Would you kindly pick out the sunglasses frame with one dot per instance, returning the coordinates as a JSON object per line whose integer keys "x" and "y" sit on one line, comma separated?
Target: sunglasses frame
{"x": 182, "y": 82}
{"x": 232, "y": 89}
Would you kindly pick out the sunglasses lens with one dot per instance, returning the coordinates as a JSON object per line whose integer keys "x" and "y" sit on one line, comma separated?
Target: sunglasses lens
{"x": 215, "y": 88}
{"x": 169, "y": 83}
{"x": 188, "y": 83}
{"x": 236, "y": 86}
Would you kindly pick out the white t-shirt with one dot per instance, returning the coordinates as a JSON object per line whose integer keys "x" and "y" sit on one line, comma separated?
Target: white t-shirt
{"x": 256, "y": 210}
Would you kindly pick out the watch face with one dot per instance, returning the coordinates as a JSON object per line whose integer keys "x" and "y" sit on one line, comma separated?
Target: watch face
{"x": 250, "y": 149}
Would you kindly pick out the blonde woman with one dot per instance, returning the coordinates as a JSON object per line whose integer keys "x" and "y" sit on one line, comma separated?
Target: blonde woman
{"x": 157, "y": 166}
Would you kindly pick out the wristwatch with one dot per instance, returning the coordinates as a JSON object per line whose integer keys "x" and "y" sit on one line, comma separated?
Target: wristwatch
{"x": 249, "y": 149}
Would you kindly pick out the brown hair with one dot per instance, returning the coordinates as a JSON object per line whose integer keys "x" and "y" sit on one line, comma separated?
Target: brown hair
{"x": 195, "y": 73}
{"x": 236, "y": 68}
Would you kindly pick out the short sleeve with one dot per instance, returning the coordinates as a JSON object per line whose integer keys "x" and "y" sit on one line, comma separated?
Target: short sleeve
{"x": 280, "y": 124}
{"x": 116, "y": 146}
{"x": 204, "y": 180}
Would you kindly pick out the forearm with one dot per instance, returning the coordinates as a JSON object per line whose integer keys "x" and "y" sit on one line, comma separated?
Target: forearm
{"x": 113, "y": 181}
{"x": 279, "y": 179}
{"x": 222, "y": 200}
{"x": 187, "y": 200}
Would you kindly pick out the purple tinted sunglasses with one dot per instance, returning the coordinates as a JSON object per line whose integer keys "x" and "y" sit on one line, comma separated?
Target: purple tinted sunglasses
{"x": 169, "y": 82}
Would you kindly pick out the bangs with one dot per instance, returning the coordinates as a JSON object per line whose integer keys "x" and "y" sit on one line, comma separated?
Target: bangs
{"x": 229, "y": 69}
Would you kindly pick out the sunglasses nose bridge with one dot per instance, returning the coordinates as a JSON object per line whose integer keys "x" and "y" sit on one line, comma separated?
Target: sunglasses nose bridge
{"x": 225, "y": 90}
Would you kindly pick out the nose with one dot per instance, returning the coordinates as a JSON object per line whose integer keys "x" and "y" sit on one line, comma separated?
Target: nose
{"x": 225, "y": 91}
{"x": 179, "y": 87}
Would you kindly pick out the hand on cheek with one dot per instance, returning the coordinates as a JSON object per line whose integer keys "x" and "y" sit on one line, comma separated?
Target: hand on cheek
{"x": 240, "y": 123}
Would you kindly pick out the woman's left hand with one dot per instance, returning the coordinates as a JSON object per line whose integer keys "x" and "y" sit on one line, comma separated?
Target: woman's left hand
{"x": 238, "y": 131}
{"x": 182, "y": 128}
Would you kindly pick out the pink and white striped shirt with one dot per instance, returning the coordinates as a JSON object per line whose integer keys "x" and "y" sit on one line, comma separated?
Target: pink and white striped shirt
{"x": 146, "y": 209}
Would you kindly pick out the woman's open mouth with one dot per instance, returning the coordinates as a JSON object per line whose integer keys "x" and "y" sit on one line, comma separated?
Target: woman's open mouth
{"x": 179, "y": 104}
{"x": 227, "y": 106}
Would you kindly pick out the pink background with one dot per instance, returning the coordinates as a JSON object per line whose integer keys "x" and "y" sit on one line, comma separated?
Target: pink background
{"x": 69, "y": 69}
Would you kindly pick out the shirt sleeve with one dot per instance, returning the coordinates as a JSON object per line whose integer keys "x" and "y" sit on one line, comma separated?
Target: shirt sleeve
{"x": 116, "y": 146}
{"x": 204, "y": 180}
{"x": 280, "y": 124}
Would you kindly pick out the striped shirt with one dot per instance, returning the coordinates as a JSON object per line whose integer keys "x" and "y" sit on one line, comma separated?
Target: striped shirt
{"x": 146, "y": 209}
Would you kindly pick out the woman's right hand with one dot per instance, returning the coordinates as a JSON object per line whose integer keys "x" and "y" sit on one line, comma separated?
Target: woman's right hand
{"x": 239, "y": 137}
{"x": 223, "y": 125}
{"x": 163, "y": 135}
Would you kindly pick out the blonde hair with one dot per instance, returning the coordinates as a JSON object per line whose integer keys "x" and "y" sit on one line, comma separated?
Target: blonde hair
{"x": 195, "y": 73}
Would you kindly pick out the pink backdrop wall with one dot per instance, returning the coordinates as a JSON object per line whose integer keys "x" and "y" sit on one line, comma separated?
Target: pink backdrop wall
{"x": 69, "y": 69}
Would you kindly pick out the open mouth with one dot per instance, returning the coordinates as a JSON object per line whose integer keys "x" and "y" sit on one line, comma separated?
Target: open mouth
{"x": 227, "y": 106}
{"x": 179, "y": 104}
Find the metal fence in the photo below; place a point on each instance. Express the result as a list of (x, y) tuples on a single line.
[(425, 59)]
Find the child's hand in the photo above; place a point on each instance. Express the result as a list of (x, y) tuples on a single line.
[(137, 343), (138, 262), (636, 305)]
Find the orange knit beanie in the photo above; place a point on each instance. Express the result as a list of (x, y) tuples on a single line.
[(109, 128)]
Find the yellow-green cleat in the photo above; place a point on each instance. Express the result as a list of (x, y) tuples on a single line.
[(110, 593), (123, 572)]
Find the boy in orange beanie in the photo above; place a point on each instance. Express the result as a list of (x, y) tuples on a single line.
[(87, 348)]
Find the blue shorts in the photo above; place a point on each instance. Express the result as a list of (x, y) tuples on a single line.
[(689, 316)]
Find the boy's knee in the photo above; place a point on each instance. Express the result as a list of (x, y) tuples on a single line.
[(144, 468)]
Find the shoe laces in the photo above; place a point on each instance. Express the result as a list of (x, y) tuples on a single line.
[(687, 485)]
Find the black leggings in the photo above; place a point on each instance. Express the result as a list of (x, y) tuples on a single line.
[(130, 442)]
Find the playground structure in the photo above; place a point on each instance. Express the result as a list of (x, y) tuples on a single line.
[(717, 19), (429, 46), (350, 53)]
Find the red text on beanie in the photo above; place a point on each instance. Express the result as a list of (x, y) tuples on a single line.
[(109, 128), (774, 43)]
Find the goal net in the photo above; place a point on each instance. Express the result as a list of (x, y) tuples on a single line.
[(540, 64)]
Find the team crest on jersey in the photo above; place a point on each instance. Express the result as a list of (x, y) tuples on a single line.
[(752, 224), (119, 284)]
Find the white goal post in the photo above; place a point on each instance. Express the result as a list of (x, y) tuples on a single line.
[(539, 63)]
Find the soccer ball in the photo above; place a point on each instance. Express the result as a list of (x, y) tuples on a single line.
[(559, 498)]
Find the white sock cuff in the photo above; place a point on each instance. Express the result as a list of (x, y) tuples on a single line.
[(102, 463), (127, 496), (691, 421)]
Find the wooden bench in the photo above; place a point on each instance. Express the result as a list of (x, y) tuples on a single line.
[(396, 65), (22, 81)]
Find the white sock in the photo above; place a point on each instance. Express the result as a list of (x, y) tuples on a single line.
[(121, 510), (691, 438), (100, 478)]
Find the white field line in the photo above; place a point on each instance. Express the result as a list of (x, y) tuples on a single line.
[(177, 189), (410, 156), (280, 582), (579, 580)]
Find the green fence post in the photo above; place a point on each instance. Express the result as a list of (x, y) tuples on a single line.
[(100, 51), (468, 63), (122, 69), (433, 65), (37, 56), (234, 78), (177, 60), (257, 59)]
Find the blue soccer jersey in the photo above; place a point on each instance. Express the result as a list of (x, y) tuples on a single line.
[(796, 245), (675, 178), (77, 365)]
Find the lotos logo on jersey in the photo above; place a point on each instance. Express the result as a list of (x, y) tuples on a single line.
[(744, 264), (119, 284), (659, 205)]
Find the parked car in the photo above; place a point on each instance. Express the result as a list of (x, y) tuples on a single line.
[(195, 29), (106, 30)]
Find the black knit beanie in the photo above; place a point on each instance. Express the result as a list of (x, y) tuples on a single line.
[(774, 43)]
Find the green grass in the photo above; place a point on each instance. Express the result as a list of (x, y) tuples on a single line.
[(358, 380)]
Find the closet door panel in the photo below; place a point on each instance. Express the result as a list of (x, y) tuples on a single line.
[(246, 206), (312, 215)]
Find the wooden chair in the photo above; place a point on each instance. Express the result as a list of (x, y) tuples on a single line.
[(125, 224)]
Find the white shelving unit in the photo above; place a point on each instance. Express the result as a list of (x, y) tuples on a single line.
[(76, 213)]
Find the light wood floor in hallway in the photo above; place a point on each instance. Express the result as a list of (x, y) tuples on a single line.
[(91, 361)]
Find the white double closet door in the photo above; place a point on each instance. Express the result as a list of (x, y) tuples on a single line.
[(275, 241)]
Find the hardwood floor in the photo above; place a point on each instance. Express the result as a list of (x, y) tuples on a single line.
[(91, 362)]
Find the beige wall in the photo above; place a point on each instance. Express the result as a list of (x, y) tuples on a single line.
########################################
= TASK GOAL =
Extract the stretch of rows from the line containing "Would you kindly pick out the shirt" through the line containing "[(109, 128)]", and repeat those lines verbatim.

= ANSWER FOR THE TASK =
Would you kindly pick out the shirt sleeve with one dot per instance, returning the coordinates as a JSON object per line whose integer keys "x" and "y" sit on one line, comma separated?
Target: shirt sleeve
{"x": 116, "y": 146}
{"x": 204, "y": 180}
{"x": 280, "y": 124}
Would you kindly pick out the striped shirt with one dot per instance, returning the coordinates as a JSON object per line whose integer keys "x" and "y" sit on one line, comma separated?
Target: striped shirt
{"x": 146, "y": 209}
Would you kindly pick out the woman's right hand with one dot per instance, returning the coordinates as a JSON object per line whose integer keys "x" and "y" sit on one line, comma separated?
Target: woman's right hand
{"x": 239, "y": 137}
{"x": 223, "y": 125}
{"x": 163, "y": 135}
Would you kindly pick out the blonde hair with one dot per instance, returning the coordinates as a JSON object per line whose integer keys "x" and "y" sit on one line, comma separated?
Target: blonde hair
{"x": 195, "y": 73}
Would you kindly pick out the pink backdrop wall with one dot per instance, returning the coordinates as a JSON object per line whose integer keys "x" and "y" sit on one line, comma separated?
Target: pink backdrop wall
{"x": 69, "y": 69}
Would you kindly pick out the open mouth with one dot per instance, returning the coordinates as a JSON object per line whose integer keys "x" and "y" sit on one line, comma separated?
Target: open mouth
{"x": 227, "y": 106}
{"x": 179, "y": 104}
Find the metal fence in the photo below; place a point on each instance. Express the result as a list of (x, y) tuples on a single line.
[(425, 59)]
Find the child's hand in the photo above; place a point on each instance. Express the result as a list of (x, y) tuples on a single line.
[(137, 343), (138, 262), (636, 305)]
Find the orange knit beanie in the photo above; place a point on each instance. Express the result as a list of (x, y) tuples on a single line.
[(109, 128)]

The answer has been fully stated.